POTONGAN DOKUMEN:
Sabtu, 23 November 2013

PENGAMATAN FILM TANAH SURGA



LAPORAN PENGAMATAN FILM

Nama               : Marlince Blegur
Semester          : VII (Tujuh)
Dosen              : Esterina A. Juniva, S.Th
Mata Kuliah    : Kode Etik Profesi Keguruan
Judul Film       : Tanah Surga
Durasi              : 90 menit
Sutradara         : Herwin Novianto dan Dedy Mizwar
Produser          : Gatot Brajamusti dan Bustal Nawawi
___________________________________________________________________________

Latar film ini diambil di suatu dusun terpencil di pelosok Kalimantan, di daerah perbatasan Indonesia-Malaysia. Di dusun tersebut hanya ada satu sekolah dengan satu ruang dan satu papan tulis yang semuanya dibagi menjadi dua, yaitu sebelah sisi untuk kelas 3 dan sisi lainnya untuk kelas 4. Tidak jauh berbeda dengan tenaga pengajar, yaitu Ibu Guru Astuti adalah orang yang secara kebetulan dan terpaksa mengajar di dusun itu. Problematika pendidikan di daerah-daerah perbatasan karena minimnya fasilitas sarana dan pra-sarana merupakan penyebab dari rendahnya minat dan tingginya keengganan sumber daya manusia tenaga pengajar untuk bertugas di daerah pelosok seperti itu.
Cerita film ini diawali dengan Haris anak Hasyim, memilih hidup di Malaysia karena menurutnya Malaysia jauh lebih memberi harapan bagi masa depannya. Dia juga bermaksud mengajak seluruh keluarga pindah ke Malaysia termasuk bapaknya. Astuti, seorang guru sekolah dasar di kota datang tanpa direncanakannya. Ia mengajar di sekolah yang hampir rubuh karena setahun tidak berfungsi. Tak lama berselang dr. Anwar, seorang dokter muda datang ke daerah itu, karena tidak mampu bersaing sebagai dokter professional di kota. Salman dan Salina gembira hatinya karna kedatangan guru Astuti dan dr. Anwar, yang oleh penduduk dikenal dengan sebutan dokter intel.
Pelajaran yang bisa dipetik dari film Tanah Surga, mengenai kondisi sosial masyarakat perbatasan  yaitu:
  1. Keadaan di perbatasan Malaysia jauh lebih ramai dan modern, disana ada pasar dan sarana prasarana yang lengkap, sedang di perbatasan RI sangat memprihatinkan.
  2. Saat berada di patok perbatasan, disisi Malaysia jalanannya sudah diaspal mulus, di RI masih tanah kerontang.
  3. Sinyal komunikasi di perbatasan RI masih sulit, sebaliknya di Malaysia lancar.
  4. Sarana Pendidikan di Perbatasan RI hanya ada 1 SD, dengan bangunan kumuh dan hanya ada 1 guru.

BUTIR TUGAS: Salin kata demi kata bagian dari laporan pengamatan film Tanah Surga, dimulai pada "Pelajaran yang bisa" dan diakhiri pada "ada 1 guru.".

BAHAN YANG DISEDIAKAN:
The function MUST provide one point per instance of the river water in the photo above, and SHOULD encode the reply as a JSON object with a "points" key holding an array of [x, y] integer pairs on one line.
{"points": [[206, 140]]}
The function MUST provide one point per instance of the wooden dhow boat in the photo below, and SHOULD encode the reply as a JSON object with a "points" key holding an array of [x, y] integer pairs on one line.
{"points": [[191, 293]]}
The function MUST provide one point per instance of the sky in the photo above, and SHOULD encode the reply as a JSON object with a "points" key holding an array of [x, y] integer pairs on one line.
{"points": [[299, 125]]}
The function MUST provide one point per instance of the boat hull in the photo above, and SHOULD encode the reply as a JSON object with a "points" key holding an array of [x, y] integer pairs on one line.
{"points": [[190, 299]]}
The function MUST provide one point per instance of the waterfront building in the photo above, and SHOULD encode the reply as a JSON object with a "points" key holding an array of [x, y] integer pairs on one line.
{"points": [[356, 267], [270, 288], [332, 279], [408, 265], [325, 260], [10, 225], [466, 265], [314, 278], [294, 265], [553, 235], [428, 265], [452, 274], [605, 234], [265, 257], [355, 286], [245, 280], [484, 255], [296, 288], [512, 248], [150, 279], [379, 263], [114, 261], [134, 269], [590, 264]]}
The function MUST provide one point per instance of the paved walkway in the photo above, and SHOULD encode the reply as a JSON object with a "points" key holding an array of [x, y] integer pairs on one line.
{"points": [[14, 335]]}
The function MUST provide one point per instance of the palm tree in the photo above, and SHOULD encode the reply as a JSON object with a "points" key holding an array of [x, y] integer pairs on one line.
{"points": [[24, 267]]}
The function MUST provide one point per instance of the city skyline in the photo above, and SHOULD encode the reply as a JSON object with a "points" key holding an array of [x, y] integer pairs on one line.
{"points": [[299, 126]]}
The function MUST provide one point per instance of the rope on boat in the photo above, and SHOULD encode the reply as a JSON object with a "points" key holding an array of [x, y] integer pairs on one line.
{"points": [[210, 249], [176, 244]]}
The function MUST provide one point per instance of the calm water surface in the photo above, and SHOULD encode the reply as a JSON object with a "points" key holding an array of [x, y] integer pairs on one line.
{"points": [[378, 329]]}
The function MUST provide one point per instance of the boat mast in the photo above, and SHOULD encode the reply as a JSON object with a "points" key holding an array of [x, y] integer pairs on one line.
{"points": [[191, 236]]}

PENYELESAIAN LATIHAN:
Pelajaran yang bisa dipetik dari film Tanah Surga, mengenai kondisi sosial masyarakat perbatasan  yaitu:
  1. Keadaan di perbatasan Malaysia jauh lebih ramai dan modern, disana ada pasar dan sarana prasarana yang lengkap, sedang di perbatasan RI sangat memprihatinkan.
  2. Saat berada di patok perbatasan, disisi Malaysia jalanannya sudah diaspal mulus, di RI masih tanah kerontang.
  3. Sinyal komunikasi di perbatasan RI masih sulit, sebaliknya di Malaysia lancar.
  4. Sarana Pendidikan di Perbatasan RI hanya ada 1 SD, dengan bangunan kumuh dan hanya ada 1 guru.